BEGIN Supplied text

Via: Naked Capitalism

He said he would make America great again. He was elected on a messianic platform, to reform DC from the outside, to create jobs, to drain the swamp, all while saving the social safety net, and ending our foreign adventures.

He promised all of those things. He actually said he would do them − in many places and at many times, and in differing contexts.

The dissonance should be hitting his supporters very hard about now.

In the nearly six months Donald Trump has been in power, he has accomplished only the dismantling of major parts of Obama’s agenda. For example, the EPA announced that it will delay implementation of an Obama-era chemical safety rule for nearly two years while it reassesses the necessity of the regulation: (parenthesis by the Wrongologist)

(Obama administration) Officials moved to overhaul chemical safety standards after a 2013 explosion at a chemical plant in Texas killed 15 people. Their rule would require companies to better prepare for accidents and expand the EPA’s investigative and auditing powers.

END Supplied text

Answer these questions from the excerpt about Donald Trump's first months in office:
1. According to the excerpt, what did he say he would make America?
2. About how long will the EPA delay the Obama-era chemical safety rule?
3. How many people were killed in the 2013 explosion at a chemical plant in Texas?

BEGIN Dataset records

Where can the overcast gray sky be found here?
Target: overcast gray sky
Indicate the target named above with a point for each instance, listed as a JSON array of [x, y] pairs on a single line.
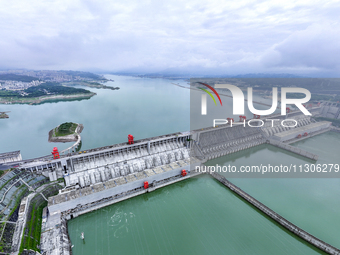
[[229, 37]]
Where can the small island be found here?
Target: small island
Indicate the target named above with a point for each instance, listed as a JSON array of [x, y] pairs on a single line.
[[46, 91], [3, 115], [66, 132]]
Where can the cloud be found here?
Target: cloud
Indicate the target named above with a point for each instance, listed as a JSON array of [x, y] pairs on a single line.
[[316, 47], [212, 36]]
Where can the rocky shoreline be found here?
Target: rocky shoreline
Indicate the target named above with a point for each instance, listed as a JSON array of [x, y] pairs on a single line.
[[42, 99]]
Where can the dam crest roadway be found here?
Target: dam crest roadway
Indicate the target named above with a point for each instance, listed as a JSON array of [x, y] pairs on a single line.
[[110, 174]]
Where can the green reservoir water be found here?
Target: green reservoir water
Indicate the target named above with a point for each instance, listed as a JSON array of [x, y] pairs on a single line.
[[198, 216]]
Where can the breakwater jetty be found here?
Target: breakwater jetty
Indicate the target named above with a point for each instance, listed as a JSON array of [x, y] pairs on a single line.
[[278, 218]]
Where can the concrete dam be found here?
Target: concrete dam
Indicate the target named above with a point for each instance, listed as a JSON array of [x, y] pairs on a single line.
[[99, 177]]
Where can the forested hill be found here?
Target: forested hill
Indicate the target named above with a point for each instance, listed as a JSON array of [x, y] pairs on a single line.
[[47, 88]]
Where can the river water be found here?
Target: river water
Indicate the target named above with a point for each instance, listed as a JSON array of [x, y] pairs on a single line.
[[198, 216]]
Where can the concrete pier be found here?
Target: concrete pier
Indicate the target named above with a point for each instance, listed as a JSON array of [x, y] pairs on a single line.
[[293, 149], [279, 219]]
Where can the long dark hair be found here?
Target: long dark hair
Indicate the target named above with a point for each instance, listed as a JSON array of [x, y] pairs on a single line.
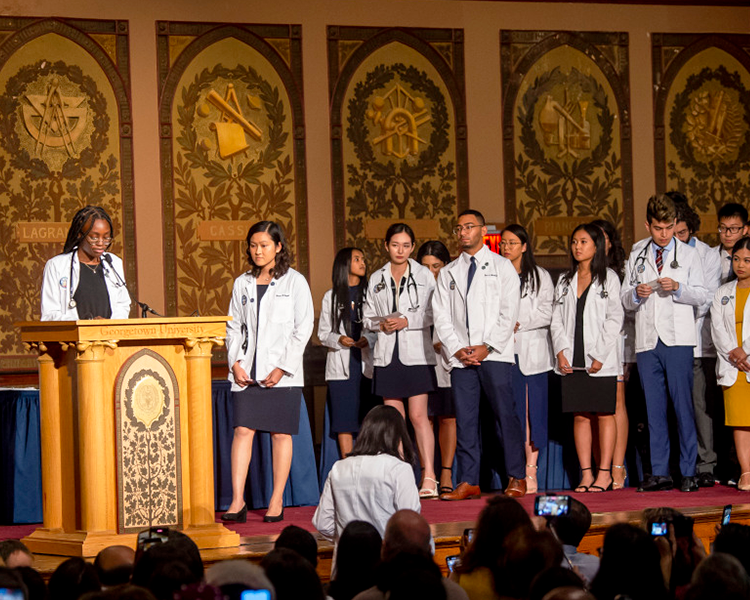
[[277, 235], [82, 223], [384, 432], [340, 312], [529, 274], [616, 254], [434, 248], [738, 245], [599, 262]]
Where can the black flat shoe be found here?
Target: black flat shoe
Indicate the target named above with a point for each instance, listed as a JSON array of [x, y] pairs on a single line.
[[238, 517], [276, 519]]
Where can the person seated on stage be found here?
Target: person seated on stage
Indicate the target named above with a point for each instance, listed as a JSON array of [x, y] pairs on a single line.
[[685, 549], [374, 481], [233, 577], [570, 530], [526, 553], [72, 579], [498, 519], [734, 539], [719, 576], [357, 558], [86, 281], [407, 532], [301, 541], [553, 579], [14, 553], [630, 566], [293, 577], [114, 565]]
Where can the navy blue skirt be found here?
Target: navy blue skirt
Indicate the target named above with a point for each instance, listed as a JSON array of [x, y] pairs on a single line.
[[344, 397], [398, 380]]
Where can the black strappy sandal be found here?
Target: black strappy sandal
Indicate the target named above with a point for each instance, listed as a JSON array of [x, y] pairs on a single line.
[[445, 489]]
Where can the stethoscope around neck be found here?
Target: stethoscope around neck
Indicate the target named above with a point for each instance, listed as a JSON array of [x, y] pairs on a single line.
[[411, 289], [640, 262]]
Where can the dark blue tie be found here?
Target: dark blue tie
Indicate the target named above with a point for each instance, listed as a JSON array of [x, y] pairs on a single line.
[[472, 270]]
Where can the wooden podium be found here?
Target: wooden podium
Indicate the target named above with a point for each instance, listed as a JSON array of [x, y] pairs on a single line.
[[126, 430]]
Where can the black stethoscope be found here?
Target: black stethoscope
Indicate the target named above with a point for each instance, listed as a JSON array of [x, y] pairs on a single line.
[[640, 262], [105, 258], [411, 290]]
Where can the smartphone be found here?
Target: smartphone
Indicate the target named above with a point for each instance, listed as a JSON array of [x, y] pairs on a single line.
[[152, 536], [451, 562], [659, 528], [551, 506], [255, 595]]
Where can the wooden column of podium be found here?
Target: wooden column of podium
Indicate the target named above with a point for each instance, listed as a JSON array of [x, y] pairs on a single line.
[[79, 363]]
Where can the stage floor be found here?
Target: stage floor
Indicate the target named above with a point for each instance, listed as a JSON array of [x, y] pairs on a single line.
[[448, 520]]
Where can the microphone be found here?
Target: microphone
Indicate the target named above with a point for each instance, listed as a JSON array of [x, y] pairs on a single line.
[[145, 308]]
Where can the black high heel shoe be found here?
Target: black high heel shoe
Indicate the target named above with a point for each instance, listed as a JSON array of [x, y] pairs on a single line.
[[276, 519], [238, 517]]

END Dataset records

■ **Solved exercise**
1. Great again.
2. Nearly two years.
3. 15 people.